Selected passage:
# Coffee Maker Recommendations



## TMMKC (Aug 2, 2007)

Here's one for the coffee drinkers among us....

I am growing increasingly frustrated over the quality of coffee makers the past few years. We currently have a stainless Krups model with the insulated carafe (no heating element). The problem is, the coffee has never been hot enough for our liking. I suspect the problem is not in the carafe, but in the way it heats the water.

Can anyone recommend a carafe-style coffee maker that makes nice, HOT coffee...not kind-of-hot-but-you-better-drink-it-fast-before-it-cools coffee?

Thanks in advance for the advice.


----------



## Pleasant McIvor (Apr 14, 2008)

I recommend Bunn wholeheartedly: https://www.bunnomatic.com/retail/products/nhb.html

I don't know the science of it, but a retired brewmaster recommended Bunn to me, because it brews at exactly the correct temperature. I do know that it makes the best drip coffee I've ever tasted. I even converted my father away from his beloved French Press.


----------



## OneEyeMan (Aug 23, 2009)

A friend of mine, who is a coffe nut, (he even roasts his own beans) says that the top rated coffee maker (and the one he uses) is Technivorm.

Lenny


----------



## KennethB (Jul 29, 2009)

A press-pot, or French press, is the way to make coffee:
https://www.google.com/products?hl=...a=X&oi=product_result_group&ct=title&resnum=9

Probably won't be as hot as you like.


----------



## Dr. François (Sep 14, 2008)

I have given up on coffee-making appliances and switched to a Melitta filter and an electric kettle. 
https://shop.melitta.com/itemdy00.asp?T1=64+007&Cat=
Coffee appliances, in my opinion, do little more than heat and transport water to the coffee grounds. Gravity does the rest.
Great machines regulate water temperature very carefully. Horrible machines over-heat (rare) or under-heat (common) water, causing off-flavor extraction. 
I like Bunn makers, but my water kettle ($26) and Melitta filter ($3) do an excellent job for just under 30 bucks.


----------



## jblaze (Oct 6, 2009)

*French Press...*

Initially, I used a Mr. Coffee type maker, which I found did not heat the water enough to properly brew the coffee. After that, I switched to an electric kettle and Melita filter. That was great, but I wanted to see if a french press would taste better, so I just purchased a Bodum Chambord 
https://www.amazon.com/Bodum-Chambord-8-Cup-Coffee-Press/dp/B00005LM0S

It definately makes a great cup of coffee. I like the taste better, as the coffee seeps in the water for ~4 to 5 minutes, instead of >1 minute in the Melita. I still use my electric kettle to heat the water and once you are done with the press, you can pour the coffee into a thermos or insulated carafe.

Rows from a pointing dataset:
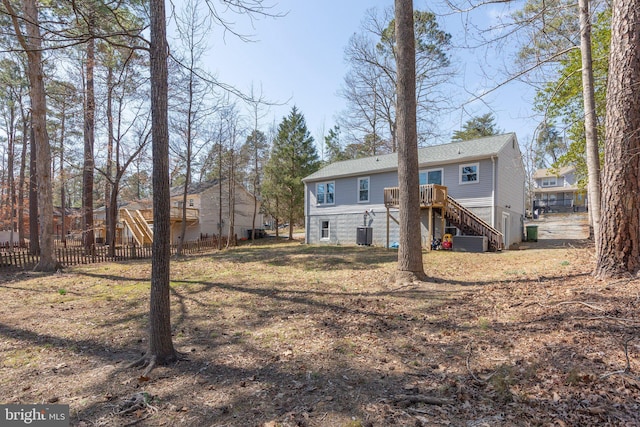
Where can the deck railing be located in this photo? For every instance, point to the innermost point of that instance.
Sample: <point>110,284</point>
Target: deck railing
<point>471,223</point>
<point>431,195</point>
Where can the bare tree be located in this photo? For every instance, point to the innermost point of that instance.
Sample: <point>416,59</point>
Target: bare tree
<point>618,252</point>
<point>590,126</point>
<point>410,252</point>
<point>190,110</point>
<point>160,350</point>
<point>32,44</point>
<point>370,85</point>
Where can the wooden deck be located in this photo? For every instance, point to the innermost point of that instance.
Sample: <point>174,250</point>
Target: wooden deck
<point>436,196</point>
<point>431,196</point>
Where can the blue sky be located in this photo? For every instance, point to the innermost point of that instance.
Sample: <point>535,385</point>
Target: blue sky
<point>298,59</point>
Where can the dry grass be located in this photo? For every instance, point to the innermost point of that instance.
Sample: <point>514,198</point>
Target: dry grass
<point>287,334</point>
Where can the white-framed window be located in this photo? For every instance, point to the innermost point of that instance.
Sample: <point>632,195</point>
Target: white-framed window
<point>431,176</point>
<point>469,173</point>
<point>363,189</point>
<point>324,230</point>
<point>326,193</point>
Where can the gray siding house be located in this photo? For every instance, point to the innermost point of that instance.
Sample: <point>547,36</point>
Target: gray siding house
<point>557,190</point>
<point>484,175</point>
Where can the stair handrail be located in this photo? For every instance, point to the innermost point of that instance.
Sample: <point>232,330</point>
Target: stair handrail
<point>144,225</point>
<point>495,237</point>
<point>133,226</point>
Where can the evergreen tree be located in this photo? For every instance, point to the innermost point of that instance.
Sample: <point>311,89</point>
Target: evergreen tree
<point>477,127</point>
<point>293,157</point>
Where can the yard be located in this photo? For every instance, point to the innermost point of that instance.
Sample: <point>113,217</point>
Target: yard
<point>284,334</point>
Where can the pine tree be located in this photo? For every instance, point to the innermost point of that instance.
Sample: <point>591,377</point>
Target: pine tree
<point>293,157</point>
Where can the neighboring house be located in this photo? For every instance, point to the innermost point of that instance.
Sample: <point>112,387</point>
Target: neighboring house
<point>135,219</point>
<point>485,176</point>
<point>203,207</point>
<point>557,190</point>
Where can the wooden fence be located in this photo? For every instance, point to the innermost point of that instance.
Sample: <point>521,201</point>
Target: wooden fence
<point>74,255</point>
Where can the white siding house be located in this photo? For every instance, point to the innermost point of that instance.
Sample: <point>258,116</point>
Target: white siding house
<point>485,175</point>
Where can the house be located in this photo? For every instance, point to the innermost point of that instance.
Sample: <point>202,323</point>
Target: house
<point>557,190</point>
<point>469,187</point>
<point>135,219</point>
<point>204,208</point>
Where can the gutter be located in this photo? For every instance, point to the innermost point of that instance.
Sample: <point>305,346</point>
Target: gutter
<point>493,193</point>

What this exercise asks:
1. Answer these questions from the coffee maker thread:
(a) What brand is the coffee maker the first poster currently owns?
(b) Which coffee maker does OneEyeMan's friend call the top rated?
(c) What price does Dr. François give for the water kettle?
2. From the coffee maker thread, write out word for word the passage that opens with "## KennethB (Jul" and ends after "(Sep 14, 2008)".

Expected responses:
1.
(a) Krups
(b) Technivorm
(c) $26

2.
## KennethB (Jul 29, 2009)

A press-pot, or French press, is the way to make coffee:
https://www.google.com/products?hl=...a=X&oi=product_result_group&ct=title&resnum=9

Probably won't be as hot as you like.


----------



## Dr. François (Sep 14, 2008)